Find how many lines of the following entries contain "maker". Reply with the number alone.

---------- Supplied information ----------

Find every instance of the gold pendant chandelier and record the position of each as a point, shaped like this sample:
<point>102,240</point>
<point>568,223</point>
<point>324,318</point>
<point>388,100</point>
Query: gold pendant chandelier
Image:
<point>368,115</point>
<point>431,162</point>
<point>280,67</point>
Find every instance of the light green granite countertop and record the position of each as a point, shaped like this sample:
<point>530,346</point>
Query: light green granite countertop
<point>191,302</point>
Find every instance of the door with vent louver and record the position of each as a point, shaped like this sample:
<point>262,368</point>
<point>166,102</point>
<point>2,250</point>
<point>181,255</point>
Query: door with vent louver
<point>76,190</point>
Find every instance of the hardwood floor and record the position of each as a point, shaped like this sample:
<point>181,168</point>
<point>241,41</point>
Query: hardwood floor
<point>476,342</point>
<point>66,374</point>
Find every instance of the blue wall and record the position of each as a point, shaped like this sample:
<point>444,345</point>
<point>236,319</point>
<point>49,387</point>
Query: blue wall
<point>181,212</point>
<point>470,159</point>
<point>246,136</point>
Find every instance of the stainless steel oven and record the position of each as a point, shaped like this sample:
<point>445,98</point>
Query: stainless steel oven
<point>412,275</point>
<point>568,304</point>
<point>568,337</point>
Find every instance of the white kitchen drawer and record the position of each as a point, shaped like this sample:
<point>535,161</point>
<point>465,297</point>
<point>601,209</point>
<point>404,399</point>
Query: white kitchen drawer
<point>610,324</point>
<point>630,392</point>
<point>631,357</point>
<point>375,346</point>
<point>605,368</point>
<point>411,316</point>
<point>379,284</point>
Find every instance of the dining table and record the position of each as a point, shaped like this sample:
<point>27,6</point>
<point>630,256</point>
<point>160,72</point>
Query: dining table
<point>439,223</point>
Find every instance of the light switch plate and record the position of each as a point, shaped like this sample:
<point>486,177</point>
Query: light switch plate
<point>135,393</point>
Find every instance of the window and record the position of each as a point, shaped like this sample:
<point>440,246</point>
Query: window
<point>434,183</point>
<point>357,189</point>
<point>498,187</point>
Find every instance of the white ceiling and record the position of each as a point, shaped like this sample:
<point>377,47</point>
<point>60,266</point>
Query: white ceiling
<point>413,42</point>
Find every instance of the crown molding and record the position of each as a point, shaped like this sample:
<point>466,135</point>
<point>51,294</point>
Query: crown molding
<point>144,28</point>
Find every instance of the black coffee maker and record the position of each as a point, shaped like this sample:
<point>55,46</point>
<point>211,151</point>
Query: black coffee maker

----------

▶ _Solution to the problem_
2